- _TASK_:
Show, in full, each line of the data that contains "this".

- _RECORDS SUPPLIED_:
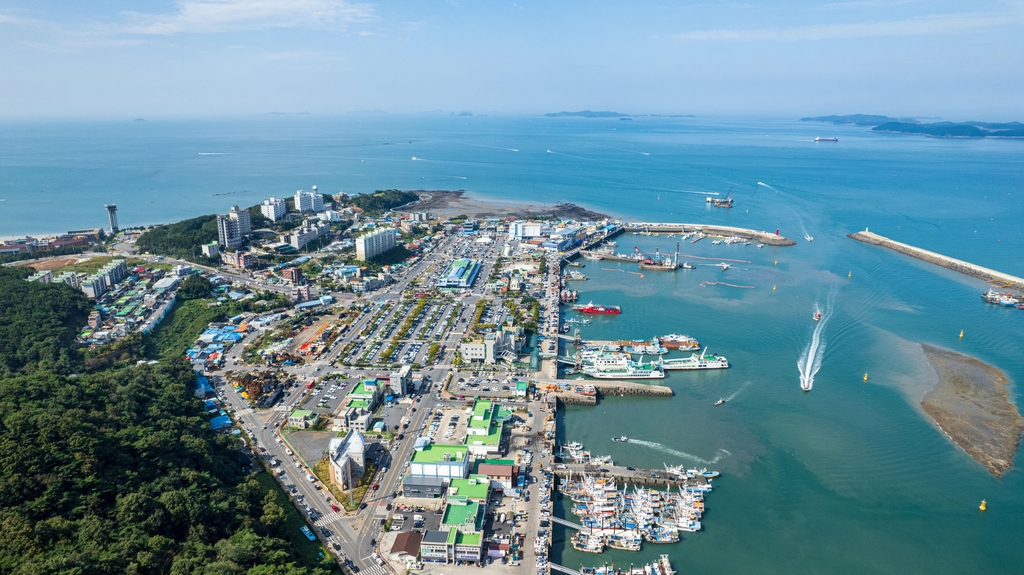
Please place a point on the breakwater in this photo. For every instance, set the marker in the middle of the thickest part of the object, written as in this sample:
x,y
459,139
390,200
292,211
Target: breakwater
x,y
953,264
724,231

==

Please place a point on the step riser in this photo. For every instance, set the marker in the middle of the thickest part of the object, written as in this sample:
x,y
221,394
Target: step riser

* * *

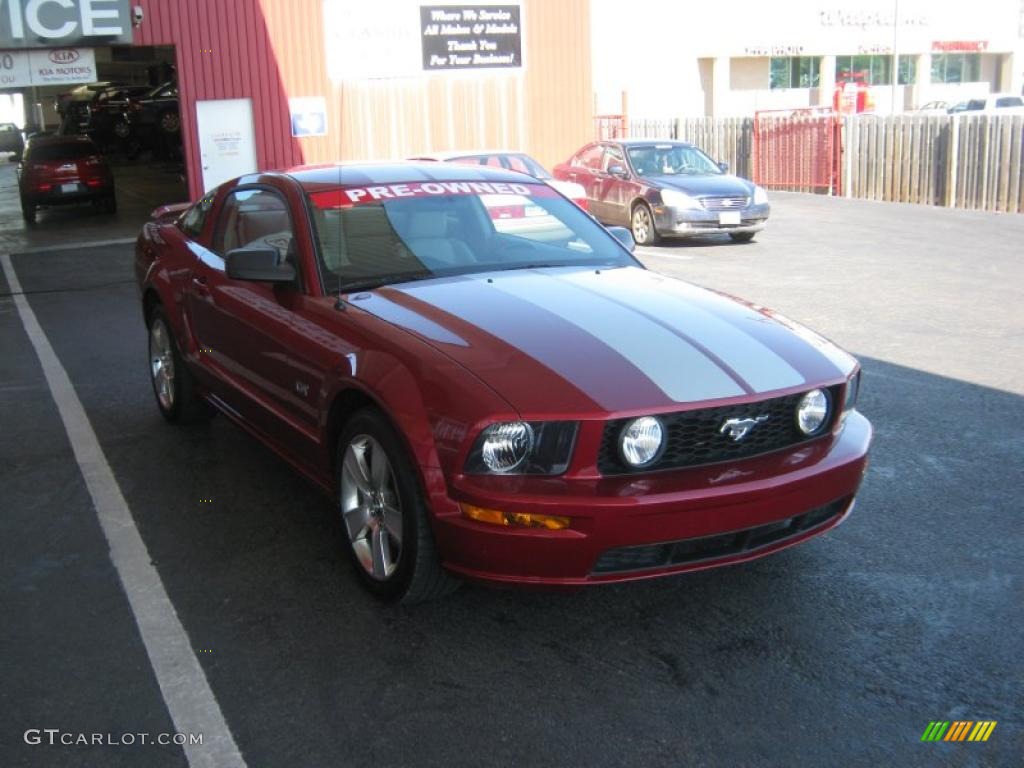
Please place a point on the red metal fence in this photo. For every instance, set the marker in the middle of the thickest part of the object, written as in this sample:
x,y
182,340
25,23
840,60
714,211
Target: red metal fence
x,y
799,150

- _OUTPUT OF THE TASK_:
Please place a point on the breakwater in this photo. For every instance, set the marker in the middle of the thickest part of the object, written as in this sample:
Please place a point on the step riser in this photo. For every instance, set the marker in the middle of the thickest part of the object, written as in this sample:
Please place a point on the red metal fence in this photo. For every instance, set the marker in the middle of the thickest part of the object, written as in this sample:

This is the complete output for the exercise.